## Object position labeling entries
>>
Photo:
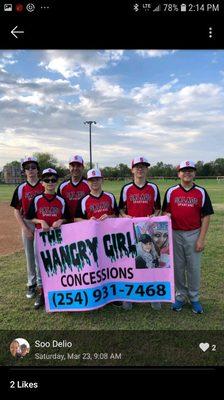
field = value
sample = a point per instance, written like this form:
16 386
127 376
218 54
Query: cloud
165 121
73 63
154 53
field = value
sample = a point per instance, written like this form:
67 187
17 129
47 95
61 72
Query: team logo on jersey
49 211
140 198
103 206
30 195
75 195
186 201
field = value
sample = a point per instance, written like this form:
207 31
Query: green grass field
16 312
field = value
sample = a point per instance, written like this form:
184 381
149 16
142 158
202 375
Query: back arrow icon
13 32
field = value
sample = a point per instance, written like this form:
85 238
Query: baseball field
17 312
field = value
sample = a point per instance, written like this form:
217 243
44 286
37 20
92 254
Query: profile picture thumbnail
19 348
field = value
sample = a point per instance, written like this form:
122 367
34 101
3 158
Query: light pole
90 141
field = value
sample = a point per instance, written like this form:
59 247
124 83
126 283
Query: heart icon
204 346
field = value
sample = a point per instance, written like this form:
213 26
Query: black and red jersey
49 208
187 207
24 195
72 193
140 201
92 206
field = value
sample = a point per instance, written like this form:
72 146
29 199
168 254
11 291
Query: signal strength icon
158 8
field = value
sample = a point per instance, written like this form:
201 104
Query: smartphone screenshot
111 190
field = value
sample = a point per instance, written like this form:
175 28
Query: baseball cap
145 238
49 171
186 164
139 160
28 160
94 173
77 159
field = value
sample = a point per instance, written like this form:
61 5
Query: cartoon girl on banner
158 231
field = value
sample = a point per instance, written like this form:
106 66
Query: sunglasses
48 180
27 167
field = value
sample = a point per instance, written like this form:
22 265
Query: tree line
120 171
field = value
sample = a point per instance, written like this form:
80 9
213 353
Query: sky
<<
## STATED GOAL
Please write out all the data again word for word, but not the pictures.

## EXERCISE RESULT
Photo:
field = value
sample = a point per instance, written like this form:
16 386
127 376
218 54
Query: cloud
165 121
73 63
154 53
field = value
sample = a point per instance, written like this form:
67 187
17 129
47 95
61 72
Query: team logo on jersey
49 211
140 198
103 206
30 195
75 195
186 201
field = value
sample = a point per instance, written like this form:
207 31
Query: green grass field
16 312
field = value
sample = a point per instance, written like this form:
184 381
149 16
142 158
202 375
Query: back arrow icon
13 32
field = value
sample = a point per instance, written like this form:
85 238
Query: baseball field
17 312
field = value
sample = a point per instance, written like this form:
217 243
44 286
37 20
92 254
Query: profile picture thumbnail
19 348
field = value
sample = a point per instance, written like this form:
122 367
34 101
3 158
Query: light pole
90 141
field = value
sample = a point per instance, written like this form:
59 247
124 83
126 283
Query: heart icon
204 346
field = value
sample = a point per instance, written like this form:
213 26
Query: black and red jersey
49 208
187 207
24 195
72 193
140 201
92 206
field = value
sample = a point per instance, written like this form:
72 146
29 199
168 254
11 291
Query: signal strength icon
158 8
field = value
sample = a point per instance, written like this form:
201 104
Query: smartphone screenshot
111 190
field = value
sample = a point per instance, written like this form:
175 28
Query: baseball cap
145 238
49 171
186 164
139 160
28 160
94 173
77 159
field = value
sample = a point per instance, written like this form:
61 5
Query: cartoon girl on banner
158 231
field = value
sample = a point per instance, written like this form:
106 66
Query: sunglasses
48 180
27 167
field = value
sample = a point per instance, written like this form:
22 265
Query: tree line
120 171
field = value
sample = a point per instance, written like this form:
80 9
213 353
Query: sky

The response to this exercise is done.